_SET EXERCISE_
Treat the line containing "white dress skirt." as the first line and the final line of the material below as the last; reproduce that range exactly.

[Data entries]
::::
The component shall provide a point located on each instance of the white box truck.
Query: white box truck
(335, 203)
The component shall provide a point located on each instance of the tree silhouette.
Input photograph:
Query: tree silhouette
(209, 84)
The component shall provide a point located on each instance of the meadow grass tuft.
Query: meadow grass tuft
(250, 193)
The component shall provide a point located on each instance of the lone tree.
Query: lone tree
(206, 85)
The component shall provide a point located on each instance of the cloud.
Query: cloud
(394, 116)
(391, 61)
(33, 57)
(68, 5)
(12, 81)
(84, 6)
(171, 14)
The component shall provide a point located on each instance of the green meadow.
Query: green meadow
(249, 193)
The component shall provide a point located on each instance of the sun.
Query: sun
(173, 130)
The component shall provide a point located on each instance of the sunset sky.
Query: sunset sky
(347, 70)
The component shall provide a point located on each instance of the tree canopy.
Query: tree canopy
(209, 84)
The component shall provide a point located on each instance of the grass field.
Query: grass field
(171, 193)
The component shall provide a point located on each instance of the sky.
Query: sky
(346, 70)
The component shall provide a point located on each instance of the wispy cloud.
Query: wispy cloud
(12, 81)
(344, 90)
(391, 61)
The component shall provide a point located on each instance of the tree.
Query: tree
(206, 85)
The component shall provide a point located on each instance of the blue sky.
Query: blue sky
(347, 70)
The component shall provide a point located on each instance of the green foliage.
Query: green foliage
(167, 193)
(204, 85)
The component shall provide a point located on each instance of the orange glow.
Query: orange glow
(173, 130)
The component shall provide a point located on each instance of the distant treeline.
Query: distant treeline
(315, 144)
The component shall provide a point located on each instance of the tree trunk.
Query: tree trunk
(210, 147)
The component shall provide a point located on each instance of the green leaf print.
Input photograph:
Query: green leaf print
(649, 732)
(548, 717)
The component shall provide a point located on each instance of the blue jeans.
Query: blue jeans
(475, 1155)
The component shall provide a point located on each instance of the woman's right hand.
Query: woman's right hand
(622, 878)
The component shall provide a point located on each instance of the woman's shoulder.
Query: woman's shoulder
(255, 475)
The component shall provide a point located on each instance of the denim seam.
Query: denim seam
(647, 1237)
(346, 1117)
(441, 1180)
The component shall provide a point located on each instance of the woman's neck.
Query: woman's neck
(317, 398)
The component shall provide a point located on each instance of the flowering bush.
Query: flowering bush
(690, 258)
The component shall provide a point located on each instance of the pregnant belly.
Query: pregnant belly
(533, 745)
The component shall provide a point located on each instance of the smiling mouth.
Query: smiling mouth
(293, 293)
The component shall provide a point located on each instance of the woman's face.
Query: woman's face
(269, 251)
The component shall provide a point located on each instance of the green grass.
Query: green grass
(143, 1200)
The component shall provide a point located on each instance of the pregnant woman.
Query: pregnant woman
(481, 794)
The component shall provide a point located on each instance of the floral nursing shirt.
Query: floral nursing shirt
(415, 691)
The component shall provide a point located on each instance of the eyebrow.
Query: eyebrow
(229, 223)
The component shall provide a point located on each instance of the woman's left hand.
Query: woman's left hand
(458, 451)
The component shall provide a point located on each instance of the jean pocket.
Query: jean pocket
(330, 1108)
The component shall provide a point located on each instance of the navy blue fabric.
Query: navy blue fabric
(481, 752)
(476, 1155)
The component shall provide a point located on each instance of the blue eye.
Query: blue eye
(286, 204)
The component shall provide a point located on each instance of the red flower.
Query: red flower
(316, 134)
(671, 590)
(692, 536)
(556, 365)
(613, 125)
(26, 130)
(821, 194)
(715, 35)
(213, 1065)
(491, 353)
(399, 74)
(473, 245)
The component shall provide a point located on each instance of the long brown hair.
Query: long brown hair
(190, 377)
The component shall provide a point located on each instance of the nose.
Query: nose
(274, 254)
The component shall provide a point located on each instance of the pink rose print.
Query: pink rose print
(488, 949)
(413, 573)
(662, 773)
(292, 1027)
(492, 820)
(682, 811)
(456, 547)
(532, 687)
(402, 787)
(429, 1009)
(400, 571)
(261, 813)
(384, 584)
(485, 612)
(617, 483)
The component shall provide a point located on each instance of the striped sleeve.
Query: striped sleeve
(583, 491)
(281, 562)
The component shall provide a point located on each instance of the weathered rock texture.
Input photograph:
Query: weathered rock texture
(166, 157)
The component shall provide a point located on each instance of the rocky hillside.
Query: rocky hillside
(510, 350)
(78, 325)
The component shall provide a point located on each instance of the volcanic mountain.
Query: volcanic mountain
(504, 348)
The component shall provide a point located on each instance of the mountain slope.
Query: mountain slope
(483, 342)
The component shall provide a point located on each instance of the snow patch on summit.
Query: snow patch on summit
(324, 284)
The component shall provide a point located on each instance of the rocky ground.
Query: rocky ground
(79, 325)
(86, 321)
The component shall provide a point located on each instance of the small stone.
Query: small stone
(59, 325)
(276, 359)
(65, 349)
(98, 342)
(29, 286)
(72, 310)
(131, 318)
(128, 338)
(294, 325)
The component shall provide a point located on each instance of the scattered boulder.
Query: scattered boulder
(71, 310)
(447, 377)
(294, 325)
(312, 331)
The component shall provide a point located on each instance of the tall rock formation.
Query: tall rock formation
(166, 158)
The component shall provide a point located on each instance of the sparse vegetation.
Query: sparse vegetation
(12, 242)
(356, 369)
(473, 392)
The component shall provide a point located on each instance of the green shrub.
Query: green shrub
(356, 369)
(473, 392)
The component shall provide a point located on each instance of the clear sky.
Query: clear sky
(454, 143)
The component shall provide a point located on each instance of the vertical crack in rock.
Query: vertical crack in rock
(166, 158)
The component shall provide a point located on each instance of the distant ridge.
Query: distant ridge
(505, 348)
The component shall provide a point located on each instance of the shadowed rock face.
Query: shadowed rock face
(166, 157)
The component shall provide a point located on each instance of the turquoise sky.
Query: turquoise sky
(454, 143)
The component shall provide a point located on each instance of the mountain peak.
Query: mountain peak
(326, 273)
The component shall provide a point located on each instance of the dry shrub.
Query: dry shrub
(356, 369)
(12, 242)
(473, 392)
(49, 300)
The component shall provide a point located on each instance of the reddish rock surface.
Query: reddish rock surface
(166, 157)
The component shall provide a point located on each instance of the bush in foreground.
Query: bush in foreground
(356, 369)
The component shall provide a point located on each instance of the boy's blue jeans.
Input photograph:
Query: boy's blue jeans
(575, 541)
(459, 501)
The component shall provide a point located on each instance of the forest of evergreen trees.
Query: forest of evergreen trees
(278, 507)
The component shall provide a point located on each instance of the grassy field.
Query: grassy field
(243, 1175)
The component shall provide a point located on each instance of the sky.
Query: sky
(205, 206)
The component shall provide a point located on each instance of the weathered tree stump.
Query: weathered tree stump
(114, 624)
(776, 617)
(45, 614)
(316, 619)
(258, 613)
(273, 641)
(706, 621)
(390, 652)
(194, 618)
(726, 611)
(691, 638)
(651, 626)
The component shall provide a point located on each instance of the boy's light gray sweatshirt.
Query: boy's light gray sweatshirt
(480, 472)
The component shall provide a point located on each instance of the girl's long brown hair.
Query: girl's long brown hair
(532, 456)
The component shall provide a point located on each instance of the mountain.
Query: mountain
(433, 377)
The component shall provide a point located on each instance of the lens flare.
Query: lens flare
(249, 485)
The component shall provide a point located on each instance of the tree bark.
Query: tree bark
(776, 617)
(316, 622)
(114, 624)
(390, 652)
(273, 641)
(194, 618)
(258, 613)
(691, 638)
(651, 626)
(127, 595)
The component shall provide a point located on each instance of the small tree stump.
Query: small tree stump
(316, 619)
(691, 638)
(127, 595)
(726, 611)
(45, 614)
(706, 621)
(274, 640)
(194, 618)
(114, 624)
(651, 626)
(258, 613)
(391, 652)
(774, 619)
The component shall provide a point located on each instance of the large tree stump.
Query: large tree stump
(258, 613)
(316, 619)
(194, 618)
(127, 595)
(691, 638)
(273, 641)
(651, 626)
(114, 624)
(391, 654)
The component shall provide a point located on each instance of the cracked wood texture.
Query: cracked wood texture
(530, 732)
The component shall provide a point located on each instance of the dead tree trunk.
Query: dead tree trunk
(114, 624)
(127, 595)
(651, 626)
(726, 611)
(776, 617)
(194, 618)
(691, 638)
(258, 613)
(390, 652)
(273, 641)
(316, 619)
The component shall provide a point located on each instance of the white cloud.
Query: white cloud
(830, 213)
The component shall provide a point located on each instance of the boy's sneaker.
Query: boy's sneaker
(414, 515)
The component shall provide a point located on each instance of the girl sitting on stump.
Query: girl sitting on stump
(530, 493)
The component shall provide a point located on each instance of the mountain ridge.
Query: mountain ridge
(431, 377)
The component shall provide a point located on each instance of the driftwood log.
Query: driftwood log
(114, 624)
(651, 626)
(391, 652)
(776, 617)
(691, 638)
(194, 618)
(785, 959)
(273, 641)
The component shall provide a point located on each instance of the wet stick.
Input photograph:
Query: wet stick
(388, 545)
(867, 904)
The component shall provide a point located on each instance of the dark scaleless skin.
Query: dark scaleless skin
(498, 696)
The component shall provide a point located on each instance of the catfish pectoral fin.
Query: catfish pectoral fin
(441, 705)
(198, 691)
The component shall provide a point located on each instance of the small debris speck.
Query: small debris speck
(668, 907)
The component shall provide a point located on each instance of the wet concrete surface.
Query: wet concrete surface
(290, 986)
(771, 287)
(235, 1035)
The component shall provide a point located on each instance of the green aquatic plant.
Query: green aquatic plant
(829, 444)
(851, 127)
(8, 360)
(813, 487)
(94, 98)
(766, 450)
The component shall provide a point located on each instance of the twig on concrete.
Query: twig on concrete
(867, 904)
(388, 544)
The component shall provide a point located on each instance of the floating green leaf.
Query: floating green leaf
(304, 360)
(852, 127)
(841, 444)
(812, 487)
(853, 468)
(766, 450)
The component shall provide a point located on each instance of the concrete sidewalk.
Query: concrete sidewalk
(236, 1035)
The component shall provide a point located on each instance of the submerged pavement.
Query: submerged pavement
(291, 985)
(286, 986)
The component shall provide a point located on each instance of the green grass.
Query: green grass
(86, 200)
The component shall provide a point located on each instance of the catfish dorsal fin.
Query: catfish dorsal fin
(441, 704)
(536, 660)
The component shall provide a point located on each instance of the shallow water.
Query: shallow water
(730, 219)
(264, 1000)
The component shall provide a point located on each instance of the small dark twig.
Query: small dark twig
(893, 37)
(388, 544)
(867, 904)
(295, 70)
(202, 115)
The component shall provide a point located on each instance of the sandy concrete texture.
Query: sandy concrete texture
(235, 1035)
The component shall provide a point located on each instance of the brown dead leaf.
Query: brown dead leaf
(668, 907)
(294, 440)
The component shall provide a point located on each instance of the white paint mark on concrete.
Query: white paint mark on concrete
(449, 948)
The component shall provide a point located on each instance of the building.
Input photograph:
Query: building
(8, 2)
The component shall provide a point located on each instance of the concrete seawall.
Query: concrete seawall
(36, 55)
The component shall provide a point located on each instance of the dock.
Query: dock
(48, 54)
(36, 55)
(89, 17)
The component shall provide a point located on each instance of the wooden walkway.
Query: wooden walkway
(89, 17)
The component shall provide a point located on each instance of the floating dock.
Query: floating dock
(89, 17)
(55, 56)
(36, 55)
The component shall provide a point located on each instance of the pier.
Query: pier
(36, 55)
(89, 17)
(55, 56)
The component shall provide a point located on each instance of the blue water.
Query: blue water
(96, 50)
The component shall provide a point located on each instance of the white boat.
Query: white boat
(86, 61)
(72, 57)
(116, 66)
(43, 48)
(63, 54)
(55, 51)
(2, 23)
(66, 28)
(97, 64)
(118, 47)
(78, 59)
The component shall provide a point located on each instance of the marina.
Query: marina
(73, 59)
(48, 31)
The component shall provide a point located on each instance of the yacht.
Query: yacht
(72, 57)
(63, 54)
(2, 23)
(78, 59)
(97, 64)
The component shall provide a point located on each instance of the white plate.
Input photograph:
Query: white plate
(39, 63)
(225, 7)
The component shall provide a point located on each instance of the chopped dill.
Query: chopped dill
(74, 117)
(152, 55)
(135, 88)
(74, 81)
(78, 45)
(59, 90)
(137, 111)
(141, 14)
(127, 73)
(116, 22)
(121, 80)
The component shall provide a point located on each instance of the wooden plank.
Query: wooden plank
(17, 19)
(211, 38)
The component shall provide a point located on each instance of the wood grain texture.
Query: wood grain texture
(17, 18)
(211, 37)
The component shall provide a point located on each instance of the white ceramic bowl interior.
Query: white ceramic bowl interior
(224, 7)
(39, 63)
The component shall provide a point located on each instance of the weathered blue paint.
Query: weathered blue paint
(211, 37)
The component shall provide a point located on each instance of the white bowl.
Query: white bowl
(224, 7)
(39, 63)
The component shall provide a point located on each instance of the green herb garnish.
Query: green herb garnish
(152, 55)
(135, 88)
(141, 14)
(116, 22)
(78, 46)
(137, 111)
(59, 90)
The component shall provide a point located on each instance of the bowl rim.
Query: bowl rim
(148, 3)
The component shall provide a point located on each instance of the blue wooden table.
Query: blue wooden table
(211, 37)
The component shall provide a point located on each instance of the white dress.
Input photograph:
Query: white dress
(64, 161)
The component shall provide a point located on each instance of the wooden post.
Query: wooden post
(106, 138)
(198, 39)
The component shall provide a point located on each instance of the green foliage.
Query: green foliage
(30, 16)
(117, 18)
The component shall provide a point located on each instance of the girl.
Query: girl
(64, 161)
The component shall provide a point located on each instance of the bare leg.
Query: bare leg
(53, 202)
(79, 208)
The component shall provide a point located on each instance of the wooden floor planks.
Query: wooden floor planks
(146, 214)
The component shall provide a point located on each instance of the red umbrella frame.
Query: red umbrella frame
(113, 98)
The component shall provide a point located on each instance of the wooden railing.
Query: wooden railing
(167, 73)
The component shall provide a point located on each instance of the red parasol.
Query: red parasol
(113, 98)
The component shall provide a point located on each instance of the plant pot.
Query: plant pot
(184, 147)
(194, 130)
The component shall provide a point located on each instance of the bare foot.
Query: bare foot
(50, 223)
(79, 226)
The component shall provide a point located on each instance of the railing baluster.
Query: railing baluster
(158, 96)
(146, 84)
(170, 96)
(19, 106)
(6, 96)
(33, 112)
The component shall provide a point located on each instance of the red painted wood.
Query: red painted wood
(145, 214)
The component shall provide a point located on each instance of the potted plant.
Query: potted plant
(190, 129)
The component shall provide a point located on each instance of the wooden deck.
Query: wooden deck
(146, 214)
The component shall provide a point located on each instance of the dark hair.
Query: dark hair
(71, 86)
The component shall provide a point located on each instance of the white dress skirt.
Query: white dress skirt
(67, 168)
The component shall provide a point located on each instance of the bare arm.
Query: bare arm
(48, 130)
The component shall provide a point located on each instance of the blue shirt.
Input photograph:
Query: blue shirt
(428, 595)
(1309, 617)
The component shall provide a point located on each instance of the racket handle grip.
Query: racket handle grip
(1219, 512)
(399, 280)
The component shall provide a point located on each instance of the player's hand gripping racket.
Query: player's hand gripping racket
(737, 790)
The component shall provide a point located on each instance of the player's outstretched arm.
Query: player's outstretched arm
::::
_THE OUTPUT_
The component shall provide a point located on each instance of the white dress skirt.
Query: white dress skirt
(67, 168)
The component shall provide a point located on each instance of the bare arm.
Query: bare arm
(48, 130)
The component shall provide a point located on each instance of the blue shirt.
Input photograph:
Query: blue shirt
(428, 595)
(1309, 617)
The component shall provide a point located on each instance of the racket handle grip.
Query: racket handle grip
(1219, 512)
(399, 280)
The component shall provide a point located on each instance of the player's hand gripping racket.
Query: player's hand gripping racket
(737, 790)
The component shall provide a point located on each instance of the player's outstretched arm.
Query: player's outstretched arm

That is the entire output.